**BRIEF**.
Pull out every line in the listing that contains the string "jersey", matching case exactly.
· · · · ·
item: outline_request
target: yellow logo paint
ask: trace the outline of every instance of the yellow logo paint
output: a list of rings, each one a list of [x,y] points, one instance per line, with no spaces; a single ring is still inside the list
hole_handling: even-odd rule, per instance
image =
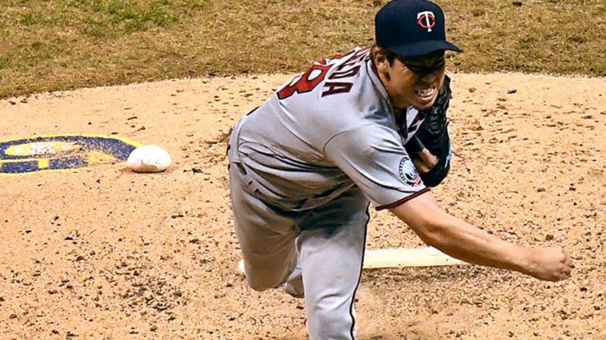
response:
[[[45,136],[0,142],[0,175],[125,161],[142,144],[116,137]]]

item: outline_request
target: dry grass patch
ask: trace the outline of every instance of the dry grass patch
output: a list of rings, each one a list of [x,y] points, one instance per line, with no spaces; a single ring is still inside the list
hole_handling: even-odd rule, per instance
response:
[[[297,71],[371,44],[386,0],[3,0],[0,97]],[[438,1],[451,69],[606,75],[602,0]]]

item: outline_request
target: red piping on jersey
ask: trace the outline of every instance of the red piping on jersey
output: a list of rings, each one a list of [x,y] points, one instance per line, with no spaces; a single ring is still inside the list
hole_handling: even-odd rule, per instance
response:
[[[378,207],[376,207],[375,209],[376,209],[378,211],[379,211],[379,210],[382,210],[384,209],[390,209],[390,208],[394,208],[394,207],[396,207],[396,206],[401,204],[402,203],[407,202],[407,201],[410,201],[410,200],[412,200],[415,197],[416,197],[418,196],[420,196],[422,194],[425,194],[425,192],[427,192],[428,191],[429,191],[429,188],[425,188],[425,189],[424,189],[423,190],[421,190],[421,191],[418,191],[417,192],[415,192],[415,194],[413,194],[412,195],[410,195],[410,196],[407,196],[407,197],[404,197],[404,198],[402,198],[401,200],[398,200],[396,201],[395,202],[393,202],[393,203],[390,203],[388,204],[385,204],[384,206],[378,206]]]

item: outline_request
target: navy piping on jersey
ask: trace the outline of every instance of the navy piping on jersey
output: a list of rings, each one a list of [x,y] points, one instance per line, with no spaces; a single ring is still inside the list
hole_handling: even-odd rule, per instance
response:
[[[425,194],[425,192],[427,192],[428,191],[429,191],[429,188],[425,188],[423,189],[422,190],[421,190],[421,191],[418,191],[417,192],[415,192],[415,194],[413,194],[412,195],[410,195],[410,196],[407,196],[407,197],[404,197],[404,198],[402,198],[401,200],[398,200],[396,201],[395,202],[393,202],[393,203],[390,203],[388,204],[385,204],[384,206],[378,206],[375,209],[376,209],[378,211],[378,210],[382,210],[384,209],[390,209],[390,208],[394,208],[394,207],[396,207],[396,206],[401,204],[402,203],[407,202],[407,201],[410,201],[410,200],[412,200],[415,197],[416,197],[417,196],[420,196],[421,194]]]
[[[366,235],[368,232],[368,221],[370,221],[370,214],[368,213],[368,207],[370,204],[366,206],[366,223],[364,225],[364,243],[362,243],[362,263],[360,263],[360,275],[358,276],[358,283],[356,284],[356,288],[353,289],[353,294],[351,295],[351,302],[349,305],[349,315],[351,316],[351,328],[350,330],[350,335],[351,339],[355,340],[353,336],[353,330],[356,327],[356,318],[353,316],[353,302],[356,301],[356,292],[358,292],[358,287],[360,286],[360,281],[362,281],[362,269],[364,264],[364,253],[366,252]]]

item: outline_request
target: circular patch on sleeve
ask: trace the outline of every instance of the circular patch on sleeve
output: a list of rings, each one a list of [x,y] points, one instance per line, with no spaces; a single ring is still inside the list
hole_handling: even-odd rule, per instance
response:
[[[417,171],[415,163],[408,156],[402,157],[399,168],[400,178],[404,181],[404,183],[410,186],[416,186],[421,184],[421,179],[419,172]]]

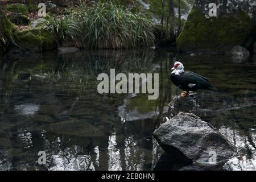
· · · · ·
**RESULT OF THE EXERCISE**.
target: red piping on jersey
ask: trace the outline of every instance of the red piping on jersey
target: navy piping on jersey
ask: trace the outline of every instance of the navy piping on jersey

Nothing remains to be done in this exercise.